- Selected passage
..............................

Tex Perkins & Charlie Owens
Tex Perkins and Charlie Owens
Yarram Club Hotel
Friday 10 June 2016
$25
SO MUCH OLDER
There are certain things a person should have learnt by the time they get to my age: don’t have a beer after you’ve already been drinking champagne or red wine (and vice-versa), don’t stay out in the sun for more than 15 minutes without applying sunscreen, and make sure you’ve got a good excuse handy in case your partner discovers multiple entries for ‘Nicki Minaj’ and ‘yoga pants’ in your Google search history.
These tenets are universally understood and you’ve only got yourself to blame if you fail to observe them, irrespective of the fact that searching images of Nicky Minaj is quite legitimate for a music writer.
There are also social guidelines specific to living in Melbourne that you would expect someone of my vintage to have absorbed, never again to contravene. These include not contradicting Jon Faine on talkback radio (unless you’ve got half an hour to spare while he berates you on air), avoiding Punt Road when there is a game on at the G (actually, just avoid it at all times, even if that means never crossing the Yarra River again), and if you hear the sound of motorbikes as you’re leaving Kittens in the early hours of the morning, duck! Also, never try to leave town on the Friday afternoon of a long weekend.

..............................

[Object position labeling entries]
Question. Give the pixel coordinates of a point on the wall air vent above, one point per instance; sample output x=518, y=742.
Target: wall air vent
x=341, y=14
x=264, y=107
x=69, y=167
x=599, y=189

..............................

- Tasks to perform
1 - Summarize the "So Much Older" piece in two sentences.
2 - Please translate this sentence from the "So Much Older" piece into Spanish: "Also, never try to leave town on the Friday afternoon of a long weekend."
The listing has no connection to the "So Much Older" piece.

- Solution list
1 - The writer lists things a person should have learned by their age, such as not drinking beer after champagne or red wine (and vice versa), applying sunscreen before 15 minutes in the sun, and having an excuse ready for certain searches in their Google history. The writer adds guidelines specific to living in Melbourne, including not contradicting Jon Faine on talkback radio, avoiding Punt Road, and never trying to leave town on the Friday afternoon of a long weekend.

2 - Además, nunca intentes salir de la ciudad el viernes por la tarde de un fin de semana largo.